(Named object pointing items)
--------------------

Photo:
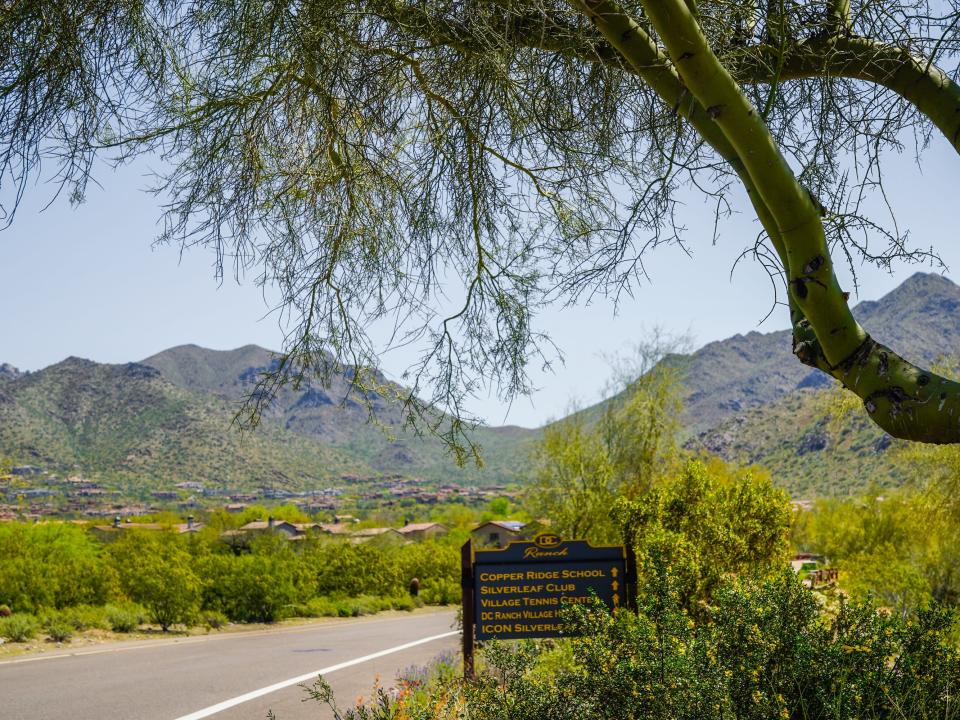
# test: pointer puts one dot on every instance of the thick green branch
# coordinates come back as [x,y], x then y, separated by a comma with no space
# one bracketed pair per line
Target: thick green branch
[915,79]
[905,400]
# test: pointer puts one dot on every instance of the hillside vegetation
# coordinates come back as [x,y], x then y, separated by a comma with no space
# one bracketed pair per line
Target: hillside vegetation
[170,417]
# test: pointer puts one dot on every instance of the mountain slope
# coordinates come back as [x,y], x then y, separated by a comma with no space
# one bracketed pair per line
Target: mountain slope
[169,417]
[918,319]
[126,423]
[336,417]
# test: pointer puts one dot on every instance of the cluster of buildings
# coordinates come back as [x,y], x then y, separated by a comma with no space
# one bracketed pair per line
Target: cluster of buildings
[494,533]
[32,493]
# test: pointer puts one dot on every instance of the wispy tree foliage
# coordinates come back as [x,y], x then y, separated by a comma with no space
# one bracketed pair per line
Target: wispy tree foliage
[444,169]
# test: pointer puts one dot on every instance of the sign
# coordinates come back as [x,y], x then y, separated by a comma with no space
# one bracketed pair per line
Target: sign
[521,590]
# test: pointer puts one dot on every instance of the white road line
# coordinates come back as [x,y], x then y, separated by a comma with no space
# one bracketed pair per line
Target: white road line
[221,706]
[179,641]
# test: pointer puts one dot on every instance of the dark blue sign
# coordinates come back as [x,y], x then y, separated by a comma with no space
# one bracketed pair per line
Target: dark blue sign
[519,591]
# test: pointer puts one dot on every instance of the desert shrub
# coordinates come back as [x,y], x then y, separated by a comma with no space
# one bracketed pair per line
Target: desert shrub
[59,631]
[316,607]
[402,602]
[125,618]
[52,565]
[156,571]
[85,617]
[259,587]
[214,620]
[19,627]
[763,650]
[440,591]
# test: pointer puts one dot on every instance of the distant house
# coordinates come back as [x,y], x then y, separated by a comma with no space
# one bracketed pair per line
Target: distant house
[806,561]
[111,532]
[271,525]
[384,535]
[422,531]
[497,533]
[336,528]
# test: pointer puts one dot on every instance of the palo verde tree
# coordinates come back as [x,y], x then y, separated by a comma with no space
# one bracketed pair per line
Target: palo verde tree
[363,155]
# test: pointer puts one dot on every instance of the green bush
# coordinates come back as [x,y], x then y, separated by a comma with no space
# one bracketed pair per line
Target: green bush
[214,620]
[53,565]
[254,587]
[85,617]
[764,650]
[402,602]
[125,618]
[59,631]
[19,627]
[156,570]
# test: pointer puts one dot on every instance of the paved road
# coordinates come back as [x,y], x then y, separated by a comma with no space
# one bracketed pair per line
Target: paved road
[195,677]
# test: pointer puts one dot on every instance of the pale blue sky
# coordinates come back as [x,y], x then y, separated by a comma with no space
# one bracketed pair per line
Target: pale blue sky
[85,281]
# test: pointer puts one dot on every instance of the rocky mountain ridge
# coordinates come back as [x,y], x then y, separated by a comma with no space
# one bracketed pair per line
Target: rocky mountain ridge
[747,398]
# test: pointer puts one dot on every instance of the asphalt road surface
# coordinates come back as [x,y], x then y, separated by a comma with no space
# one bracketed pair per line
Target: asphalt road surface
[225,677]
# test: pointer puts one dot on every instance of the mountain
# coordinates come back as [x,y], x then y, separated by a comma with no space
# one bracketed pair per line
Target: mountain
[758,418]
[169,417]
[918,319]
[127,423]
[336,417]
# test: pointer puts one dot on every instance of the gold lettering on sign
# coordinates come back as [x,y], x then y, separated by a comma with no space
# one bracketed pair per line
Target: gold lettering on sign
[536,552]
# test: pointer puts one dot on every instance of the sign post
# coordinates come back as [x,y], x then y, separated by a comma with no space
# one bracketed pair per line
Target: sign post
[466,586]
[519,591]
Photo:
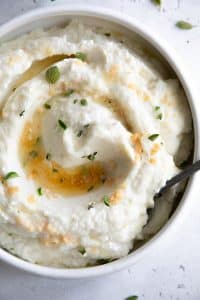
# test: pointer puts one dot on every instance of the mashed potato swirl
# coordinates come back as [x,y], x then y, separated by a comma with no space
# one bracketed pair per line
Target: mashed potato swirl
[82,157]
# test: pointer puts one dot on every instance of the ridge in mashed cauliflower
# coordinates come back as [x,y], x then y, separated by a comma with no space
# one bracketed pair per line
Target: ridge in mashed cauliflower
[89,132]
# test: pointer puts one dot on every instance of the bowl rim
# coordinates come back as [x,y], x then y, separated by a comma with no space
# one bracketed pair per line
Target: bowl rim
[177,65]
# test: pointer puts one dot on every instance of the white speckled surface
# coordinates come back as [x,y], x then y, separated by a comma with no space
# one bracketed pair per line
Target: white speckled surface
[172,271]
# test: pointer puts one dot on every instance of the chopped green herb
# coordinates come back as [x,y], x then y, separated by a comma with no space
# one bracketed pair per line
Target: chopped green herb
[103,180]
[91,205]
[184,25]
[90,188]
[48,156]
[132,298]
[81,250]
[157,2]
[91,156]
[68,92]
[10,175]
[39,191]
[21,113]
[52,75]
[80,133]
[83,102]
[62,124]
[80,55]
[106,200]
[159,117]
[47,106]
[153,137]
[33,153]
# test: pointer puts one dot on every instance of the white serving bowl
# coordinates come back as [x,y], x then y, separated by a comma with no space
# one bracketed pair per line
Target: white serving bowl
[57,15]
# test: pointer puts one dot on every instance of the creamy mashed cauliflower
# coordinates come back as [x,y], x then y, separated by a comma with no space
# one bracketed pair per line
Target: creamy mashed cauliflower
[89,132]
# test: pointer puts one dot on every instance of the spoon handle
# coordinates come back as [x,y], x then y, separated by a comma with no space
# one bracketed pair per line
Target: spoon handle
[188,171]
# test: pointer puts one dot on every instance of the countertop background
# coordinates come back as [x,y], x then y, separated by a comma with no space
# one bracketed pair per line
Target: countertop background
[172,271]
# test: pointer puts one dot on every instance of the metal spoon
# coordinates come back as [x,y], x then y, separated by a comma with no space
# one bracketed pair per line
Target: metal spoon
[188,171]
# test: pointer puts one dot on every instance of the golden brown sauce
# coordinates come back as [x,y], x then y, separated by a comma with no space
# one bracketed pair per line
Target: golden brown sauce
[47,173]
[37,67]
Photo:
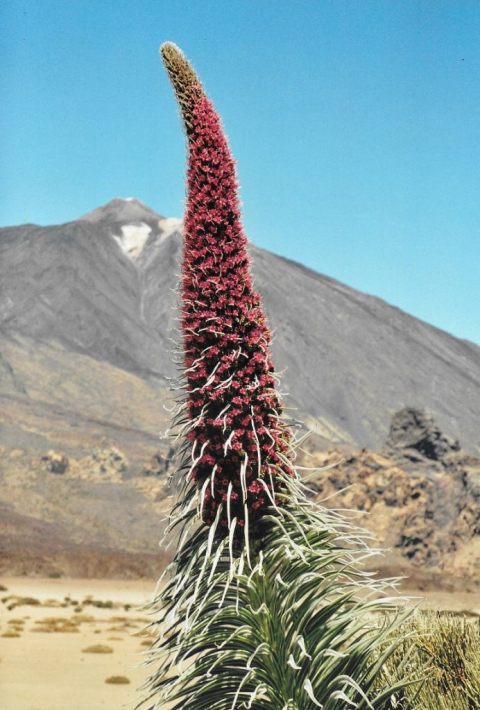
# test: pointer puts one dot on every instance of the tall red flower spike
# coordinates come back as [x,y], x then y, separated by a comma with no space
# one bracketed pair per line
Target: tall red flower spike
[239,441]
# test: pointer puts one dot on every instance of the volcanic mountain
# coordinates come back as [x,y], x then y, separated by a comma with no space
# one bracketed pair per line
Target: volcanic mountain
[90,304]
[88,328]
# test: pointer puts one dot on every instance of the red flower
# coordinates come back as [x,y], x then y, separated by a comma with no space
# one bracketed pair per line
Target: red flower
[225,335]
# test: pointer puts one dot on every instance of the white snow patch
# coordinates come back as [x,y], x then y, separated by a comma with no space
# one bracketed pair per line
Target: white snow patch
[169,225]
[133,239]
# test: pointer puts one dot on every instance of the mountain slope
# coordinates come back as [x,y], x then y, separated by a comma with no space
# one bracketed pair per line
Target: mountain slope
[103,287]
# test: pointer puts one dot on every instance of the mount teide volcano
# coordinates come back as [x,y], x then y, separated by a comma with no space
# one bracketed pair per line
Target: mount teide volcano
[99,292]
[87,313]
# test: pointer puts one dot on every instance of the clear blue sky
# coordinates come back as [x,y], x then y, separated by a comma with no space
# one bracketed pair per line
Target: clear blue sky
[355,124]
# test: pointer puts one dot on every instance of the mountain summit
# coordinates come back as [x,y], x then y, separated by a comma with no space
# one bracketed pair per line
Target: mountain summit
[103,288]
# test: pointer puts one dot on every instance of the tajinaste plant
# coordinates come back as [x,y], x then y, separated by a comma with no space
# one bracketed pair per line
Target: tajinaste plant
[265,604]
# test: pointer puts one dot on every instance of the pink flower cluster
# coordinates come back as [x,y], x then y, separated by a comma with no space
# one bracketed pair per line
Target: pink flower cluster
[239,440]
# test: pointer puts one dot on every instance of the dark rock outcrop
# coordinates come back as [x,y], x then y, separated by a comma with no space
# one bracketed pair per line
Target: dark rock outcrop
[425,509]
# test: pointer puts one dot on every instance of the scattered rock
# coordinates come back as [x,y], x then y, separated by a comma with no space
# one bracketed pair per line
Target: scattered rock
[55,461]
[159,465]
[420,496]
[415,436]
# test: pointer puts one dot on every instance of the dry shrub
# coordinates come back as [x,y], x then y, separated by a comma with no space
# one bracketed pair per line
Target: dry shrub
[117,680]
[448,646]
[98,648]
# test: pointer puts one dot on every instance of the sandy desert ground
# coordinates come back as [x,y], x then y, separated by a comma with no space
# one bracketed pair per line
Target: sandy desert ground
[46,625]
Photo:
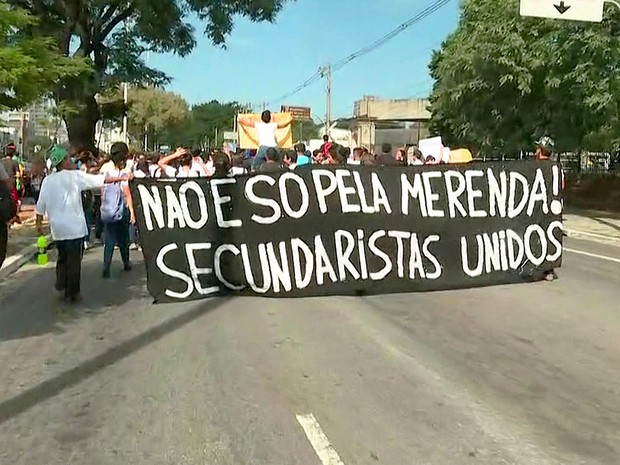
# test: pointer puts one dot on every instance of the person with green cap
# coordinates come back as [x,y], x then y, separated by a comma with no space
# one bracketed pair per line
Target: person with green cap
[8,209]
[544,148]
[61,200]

--------------------

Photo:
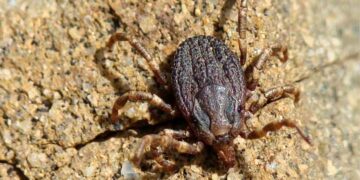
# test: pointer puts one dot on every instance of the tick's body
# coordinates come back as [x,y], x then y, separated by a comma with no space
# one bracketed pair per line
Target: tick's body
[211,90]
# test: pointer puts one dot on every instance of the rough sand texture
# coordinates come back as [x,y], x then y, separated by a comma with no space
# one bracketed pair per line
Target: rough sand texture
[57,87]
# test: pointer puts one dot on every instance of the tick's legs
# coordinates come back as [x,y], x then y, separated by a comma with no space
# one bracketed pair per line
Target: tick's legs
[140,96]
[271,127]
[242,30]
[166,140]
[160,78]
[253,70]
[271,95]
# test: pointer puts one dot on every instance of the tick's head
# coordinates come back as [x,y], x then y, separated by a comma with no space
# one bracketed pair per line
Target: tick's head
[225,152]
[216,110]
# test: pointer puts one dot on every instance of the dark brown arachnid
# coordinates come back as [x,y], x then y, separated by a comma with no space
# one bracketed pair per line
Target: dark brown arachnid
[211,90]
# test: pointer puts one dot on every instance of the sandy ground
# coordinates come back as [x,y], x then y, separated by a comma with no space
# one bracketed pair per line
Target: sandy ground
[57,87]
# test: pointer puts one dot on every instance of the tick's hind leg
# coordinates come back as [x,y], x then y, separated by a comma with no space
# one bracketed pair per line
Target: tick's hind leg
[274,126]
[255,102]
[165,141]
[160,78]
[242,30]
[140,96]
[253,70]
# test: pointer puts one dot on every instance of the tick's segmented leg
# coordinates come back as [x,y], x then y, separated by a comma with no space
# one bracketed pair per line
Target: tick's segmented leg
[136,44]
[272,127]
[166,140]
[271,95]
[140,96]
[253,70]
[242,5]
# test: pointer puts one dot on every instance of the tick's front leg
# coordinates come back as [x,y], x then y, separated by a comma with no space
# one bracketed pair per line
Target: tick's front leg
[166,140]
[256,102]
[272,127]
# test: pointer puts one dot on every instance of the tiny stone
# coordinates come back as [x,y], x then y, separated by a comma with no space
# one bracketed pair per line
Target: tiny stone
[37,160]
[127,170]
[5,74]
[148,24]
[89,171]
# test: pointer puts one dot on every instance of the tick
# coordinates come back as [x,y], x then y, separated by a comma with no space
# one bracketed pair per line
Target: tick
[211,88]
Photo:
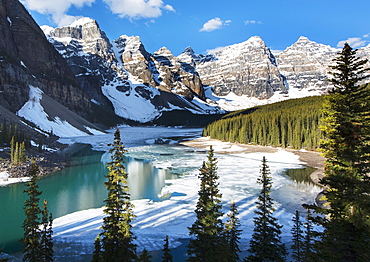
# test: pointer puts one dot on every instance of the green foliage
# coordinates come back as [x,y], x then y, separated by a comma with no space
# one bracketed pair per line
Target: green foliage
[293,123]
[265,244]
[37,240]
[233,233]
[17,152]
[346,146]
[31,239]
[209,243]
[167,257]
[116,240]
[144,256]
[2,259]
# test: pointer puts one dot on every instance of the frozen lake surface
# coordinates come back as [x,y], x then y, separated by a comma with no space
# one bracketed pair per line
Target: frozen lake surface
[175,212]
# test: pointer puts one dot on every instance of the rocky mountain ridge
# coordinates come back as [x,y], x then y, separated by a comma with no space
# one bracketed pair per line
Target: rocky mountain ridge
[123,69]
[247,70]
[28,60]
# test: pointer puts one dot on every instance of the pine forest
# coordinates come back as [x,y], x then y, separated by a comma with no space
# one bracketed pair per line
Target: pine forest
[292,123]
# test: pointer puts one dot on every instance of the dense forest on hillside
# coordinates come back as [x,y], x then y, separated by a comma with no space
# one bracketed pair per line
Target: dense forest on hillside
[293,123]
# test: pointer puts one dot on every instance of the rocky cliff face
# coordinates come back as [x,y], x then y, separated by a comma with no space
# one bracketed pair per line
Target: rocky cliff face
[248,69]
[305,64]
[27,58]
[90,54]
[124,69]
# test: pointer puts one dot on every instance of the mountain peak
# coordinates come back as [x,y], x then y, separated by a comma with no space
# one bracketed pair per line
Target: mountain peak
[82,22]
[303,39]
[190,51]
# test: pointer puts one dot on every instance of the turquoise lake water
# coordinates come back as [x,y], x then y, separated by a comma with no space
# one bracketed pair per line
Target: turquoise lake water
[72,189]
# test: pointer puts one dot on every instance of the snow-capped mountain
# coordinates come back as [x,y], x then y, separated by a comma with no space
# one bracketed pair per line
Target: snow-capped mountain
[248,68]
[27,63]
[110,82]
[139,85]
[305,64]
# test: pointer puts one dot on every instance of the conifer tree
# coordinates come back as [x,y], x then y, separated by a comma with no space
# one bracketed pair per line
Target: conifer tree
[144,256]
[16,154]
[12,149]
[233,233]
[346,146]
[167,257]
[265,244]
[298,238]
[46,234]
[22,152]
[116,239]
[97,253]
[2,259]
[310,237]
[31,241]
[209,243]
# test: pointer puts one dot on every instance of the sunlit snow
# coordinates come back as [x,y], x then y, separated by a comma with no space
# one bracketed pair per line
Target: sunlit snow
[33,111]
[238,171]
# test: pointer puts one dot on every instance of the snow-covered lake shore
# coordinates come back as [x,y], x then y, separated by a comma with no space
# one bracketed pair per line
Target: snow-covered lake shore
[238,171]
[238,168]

--------------------

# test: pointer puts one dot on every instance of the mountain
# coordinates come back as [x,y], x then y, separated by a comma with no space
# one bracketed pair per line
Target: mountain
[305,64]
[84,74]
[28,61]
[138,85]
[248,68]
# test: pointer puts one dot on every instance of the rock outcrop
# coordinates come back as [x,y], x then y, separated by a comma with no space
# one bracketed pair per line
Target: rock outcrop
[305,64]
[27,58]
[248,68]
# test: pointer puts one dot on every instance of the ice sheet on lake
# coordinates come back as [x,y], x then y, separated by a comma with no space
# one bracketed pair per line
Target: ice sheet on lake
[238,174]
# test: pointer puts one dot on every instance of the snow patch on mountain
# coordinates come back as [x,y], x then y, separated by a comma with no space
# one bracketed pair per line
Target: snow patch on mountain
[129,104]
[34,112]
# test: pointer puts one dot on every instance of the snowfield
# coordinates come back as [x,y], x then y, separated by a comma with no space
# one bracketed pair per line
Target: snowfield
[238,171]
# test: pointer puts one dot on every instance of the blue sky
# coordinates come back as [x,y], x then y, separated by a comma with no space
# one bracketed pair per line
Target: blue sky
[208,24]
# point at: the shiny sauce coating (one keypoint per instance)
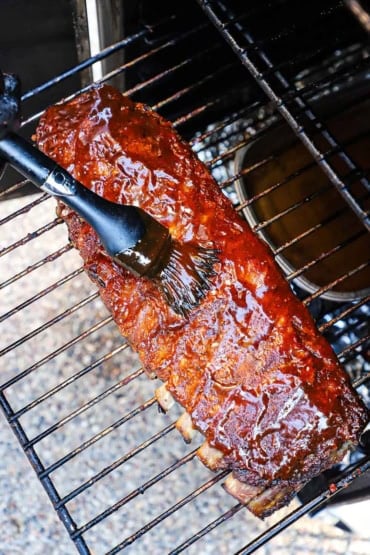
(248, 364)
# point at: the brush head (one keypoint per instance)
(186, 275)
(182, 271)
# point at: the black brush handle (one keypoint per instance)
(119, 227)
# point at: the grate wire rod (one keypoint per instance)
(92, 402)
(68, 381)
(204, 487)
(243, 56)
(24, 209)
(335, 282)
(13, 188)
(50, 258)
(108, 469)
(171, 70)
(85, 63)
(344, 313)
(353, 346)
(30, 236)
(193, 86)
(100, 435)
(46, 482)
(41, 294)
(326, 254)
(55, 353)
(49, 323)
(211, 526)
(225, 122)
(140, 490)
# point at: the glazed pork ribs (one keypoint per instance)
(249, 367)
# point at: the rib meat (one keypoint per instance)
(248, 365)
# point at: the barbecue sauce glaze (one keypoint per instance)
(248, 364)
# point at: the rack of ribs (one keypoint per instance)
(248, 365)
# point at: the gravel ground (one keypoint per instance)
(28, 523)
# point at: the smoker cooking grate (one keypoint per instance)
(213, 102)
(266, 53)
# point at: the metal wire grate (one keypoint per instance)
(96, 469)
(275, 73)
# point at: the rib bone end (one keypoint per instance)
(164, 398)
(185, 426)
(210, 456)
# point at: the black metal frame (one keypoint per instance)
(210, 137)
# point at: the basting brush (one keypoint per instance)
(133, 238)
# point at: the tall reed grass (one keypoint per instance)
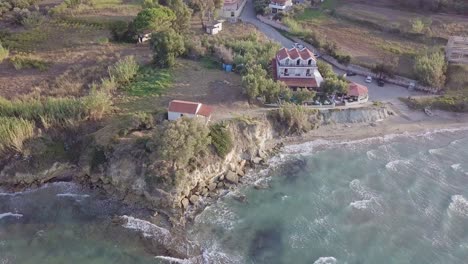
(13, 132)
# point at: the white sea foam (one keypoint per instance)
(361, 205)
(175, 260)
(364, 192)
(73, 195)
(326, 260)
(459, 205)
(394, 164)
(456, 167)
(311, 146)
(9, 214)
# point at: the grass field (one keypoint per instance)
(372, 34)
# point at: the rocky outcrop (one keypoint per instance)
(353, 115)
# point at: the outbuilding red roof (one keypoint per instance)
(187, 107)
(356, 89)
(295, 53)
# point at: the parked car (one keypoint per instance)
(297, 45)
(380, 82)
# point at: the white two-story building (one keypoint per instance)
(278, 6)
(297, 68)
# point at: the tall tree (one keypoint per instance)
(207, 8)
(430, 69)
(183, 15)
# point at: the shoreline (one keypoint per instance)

--------------------

- **DIRECTIONS FOR THIS TASK**: Tally how many lines in the items contain the word "golden" and reply with only that number.

- **ANSWER TO THIS EXERCISE**: 2